--- ИСХОДНЫЙ ТЕКСТ ---
+ + + + + + +
Опубликовано в журнале Звезда, номер 10, 2020
Карл Фаберже умер 24 сентября 1920 года, и за прошедшие сто лет его имя сначала основательно забылось, а затем взлетело на пик популярности. Сегодня его можно считать самым известным ювелиром всех времен и народов, кроме разве что Бенвенуто Челлини, — Фаберже порой и называют «северным Челлини». Однако по разнообразию контекстов, в которых упоминается имя Фаберже, Челлини ему существенно уступает, так что впору темпераментного итальянца величать «южным Фаберже». Карл Фаберже стал своего рода петербургским символом — недаром одна из площадей нашего города возле станции метро «Ладожская» — перед заводом «Русские самоцветы» — названа его именем.
+ + + + + + +
--- ЧТО СДЕЛАТЬ ---
(A) Установите, согласуется ли с текстом о Фаберже каждое из утверждений: (i) Карл Фаберже умер в 1920 году; (ii) Фаберже можно считать самым известным ювелиром всех времен, за возможным исключением Бенвенуто Челлини; (iii) по разнообразию контекстов, в которых упоминается имя, Челлини превосходит Фаберже. На каждое ответьте «да» или «нет» и подкрепите ответ точной цитатой из текста.
(B) Определите все строки записей, в которых встречается слово «pink», и выпишите их. Регистр букв учитывается.

--- МАТЕРИАЛ ЗАДАНИЙ ---
+ + + + + + +
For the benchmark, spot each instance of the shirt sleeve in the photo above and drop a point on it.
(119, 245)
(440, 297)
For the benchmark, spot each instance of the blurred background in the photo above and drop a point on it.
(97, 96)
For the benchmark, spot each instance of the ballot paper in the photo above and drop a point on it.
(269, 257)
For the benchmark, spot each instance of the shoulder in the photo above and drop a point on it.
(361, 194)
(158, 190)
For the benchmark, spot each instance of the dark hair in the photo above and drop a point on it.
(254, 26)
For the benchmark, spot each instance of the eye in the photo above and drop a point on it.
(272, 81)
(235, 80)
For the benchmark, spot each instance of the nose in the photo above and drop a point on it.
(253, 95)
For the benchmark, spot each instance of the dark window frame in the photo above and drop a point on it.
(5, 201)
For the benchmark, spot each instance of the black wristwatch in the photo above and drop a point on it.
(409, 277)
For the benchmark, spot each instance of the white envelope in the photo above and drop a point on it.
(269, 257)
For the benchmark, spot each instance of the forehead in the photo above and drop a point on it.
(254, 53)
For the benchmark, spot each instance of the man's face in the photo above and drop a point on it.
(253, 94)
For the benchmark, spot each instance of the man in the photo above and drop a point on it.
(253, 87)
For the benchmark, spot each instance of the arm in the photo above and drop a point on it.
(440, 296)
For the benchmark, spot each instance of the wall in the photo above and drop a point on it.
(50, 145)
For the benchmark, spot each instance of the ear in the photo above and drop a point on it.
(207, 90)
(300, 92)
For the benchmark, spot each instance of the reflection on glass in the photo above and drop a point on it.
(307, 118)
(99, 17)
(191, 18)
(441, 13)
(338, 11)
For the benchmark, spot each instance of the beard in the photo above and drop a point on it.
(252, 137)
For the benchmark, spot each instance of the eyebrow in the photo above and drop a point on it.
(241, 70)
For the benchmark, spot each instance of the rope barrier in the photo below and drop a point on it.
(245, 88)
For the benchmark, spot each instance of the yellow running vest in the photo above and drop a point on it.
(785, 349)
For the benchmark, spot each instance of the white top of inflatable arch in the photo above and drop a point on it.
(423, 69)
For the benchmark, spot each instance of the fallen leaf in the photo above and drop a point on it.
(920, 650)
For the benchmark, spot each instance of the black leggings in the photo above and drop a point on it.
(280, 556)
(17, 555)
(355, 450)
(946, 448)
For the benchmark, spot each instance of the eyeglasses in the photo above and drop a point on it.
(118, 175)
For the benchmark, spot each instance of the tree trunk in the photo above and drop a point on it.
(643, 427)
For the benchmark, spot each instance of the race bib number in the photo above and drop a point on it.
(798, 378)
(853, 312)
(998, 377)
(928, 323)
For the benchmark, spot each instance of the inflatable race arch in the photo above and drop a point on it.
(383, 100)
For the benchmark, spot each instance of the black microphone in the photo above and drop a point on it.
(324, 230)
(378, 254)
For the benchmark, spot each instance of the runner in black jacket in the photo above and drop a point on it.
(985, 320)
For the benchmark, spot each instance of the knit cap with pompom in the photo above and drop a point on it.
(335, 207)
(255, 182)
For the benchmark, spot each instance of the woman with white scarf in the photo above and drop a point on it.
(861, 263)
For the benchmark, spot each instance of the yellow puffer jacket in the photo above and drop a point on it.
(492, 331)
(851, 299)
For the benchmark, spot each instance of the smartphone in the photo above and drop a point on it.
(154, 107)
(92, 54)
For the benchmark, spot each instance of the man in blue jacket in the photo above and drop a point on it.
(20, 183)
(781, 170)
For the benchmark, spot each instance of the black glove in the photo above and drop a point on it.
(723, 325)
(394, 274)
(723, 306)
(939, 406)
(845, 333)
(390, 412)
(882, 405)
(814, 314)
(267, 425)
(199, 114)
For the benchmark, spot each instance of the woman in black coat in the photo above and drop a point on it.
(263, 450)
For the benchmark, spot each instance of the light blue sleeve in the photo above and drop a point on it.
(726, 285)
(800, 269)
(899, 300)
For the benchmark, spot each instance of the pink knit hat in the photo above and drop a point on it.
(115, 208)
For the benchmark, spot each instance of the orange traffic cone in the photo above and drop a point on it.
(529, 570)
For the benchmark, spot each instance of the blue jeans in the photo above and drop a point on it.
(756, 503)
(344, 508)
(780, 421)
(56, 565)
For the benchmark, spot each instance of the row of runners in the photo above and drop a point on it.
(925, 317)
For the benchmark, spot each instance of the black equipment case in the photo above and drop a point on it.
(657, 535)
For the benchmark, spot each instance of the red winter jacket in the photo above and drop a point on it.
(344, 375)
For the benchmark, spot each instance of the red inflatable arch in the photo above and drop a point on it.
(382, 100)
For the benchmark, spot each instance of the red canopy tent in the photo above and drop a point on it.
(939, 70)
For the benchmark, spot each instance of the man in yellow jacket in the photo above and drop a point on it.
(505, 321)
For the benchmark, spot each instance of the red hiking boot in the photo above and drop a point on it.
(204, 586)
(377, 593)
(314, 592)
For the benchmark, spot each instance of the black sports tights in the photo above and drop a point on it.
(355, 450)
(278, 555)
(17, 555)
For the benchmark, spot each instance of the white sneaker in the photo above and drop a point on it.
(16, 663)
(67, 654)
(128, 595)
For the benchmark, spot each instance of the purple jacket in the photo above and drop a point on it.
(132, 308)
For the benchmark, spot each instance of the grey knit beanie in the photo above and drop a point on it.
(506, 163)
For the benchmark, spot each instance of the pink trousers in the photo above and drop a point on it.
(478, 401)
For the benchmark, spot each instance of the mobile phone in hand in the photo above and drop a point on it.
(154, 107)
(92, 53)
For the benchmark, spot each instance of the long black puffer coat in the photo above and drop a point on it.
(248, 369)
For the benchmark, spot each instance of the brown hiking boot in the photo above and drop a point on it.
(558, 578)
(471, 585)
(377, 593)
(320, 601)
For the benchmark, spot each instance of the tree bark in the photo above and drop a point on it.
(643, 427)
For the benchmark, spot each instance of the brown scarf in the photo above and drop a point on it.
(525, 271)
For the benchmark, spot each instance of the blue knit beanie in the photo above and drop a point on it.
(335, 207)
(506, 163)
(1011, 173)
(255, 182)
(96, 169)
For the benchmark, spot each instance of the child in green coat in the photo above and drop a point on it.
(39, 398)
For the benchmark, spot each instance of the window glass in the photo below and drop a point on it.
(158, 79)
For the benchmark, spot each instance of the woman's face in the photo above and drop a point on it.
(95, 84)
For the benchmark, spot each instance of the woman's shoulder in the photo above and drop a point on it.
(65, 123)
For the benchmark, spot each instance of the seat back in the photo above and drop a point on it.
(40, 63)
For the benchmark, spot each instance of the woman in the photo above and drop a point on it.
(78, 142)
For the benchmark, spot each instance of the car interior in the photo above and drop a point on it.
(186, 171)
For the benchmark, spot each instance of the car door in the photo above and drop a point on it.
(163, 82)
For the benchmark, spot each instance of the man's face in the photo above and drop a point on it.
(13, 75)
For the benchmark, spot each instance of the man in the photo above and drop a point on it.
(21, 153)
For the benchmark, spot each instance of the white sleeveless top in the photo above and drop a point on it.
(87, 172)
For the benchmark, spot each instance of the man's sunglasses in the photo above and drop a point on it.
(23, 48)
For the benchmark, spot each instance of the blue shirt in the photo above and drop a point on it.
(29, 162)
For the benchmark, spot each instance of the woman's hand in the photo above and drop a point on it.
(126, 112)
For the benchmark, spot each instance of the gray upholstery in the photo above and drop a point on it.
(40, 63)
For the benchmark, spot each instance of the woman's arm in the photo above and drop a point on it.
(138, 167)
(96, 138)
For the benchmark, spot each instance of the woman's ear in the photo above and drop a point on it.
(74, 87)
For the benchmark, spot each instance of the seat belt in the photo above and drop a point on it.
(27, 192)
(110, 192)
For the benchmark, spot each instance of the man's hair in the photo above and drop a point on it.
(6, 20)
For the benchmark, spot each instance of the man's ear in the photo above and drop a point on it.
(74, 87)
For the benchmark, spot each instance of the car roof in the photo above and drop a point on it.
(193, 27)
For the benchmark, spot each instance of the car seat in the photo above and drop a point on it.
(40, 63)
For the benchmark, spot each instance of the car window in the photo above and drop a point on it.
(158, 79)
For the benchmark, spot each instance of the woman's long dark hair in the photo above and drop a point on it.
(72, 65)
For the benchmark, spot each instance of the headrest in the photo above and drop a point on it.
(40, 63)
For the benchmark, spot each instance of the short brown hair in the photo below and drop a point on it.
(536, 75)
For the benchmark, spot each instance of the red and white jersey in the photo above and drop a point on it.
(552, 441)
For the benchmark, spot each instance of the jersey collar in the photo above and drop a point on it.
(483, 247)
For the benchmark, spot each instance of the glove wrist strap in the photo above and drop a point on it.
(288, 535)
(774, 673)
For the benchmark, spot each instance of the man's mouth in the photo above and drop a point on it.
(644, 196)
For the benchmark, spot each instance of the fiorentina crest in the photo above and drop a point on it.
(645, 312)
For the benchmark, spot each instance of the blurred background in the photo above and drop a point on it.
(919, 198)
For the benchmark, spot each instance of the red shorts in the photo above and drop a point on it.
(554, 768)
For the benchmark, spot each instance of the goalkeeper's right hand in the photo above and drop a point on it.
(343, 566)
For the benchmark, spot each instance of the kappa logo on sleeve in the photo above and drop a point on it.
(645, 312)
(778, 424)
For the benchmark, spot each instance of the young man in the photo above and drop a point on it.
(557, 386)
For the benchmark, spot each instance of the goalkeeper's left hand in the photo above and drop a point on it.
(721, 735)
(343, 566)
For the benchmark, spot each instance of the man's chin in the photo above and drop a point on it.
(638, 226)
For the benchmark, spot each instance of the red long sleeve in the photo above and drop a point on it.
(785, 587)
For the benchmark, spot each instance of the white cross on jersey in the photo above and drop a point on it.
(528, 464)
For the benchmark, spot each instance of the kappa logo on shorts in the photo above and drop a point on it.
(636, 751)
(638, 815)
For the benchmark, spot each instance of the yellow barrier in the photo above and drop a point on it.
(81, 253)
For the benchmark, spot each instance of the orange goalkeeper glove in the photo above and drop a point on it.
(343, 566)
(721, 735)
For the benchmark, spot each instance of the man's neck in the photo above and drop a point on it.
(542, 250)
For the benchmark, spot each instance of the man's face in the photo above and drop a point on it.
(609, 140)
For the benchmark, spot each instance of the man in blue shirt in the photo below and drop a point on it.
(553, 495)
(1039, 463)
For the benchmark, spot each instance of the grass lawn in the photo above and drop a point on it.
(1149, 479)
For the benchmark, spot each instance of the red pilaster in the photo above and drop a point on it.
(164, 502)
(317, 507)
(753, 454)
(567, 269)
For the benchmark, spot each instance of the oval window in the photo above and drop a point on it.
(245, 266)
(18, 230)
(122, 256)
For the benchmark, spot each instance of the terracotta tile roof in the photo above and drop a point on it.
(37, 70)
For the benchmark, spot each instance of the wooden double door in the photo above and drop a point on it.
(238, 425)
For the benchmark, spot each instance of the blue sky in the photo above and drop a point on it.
+ + + + + + +
--- РЕШЕНИЯ ЗАДАНИЙ ---
(A)
(i) Да: «Карл Фаберже умер 24 сентября 1920 года».
(ii) Да: «Сегодня его можно считать самым известным ювелиром всех времен и народов, кроме разве что Бенвенуто Челлини».
(iii) Нет: «по разнообразию контекстов, в которых упоминается имя Фаберже, Челлини ему существенно уступает».

(B)
For the benchmark, spot each instance of the pink knit hat in the photo above and drop a point on it.
For the benchmark, spot each instance of the pink trousers in the photo above and drop a point on it.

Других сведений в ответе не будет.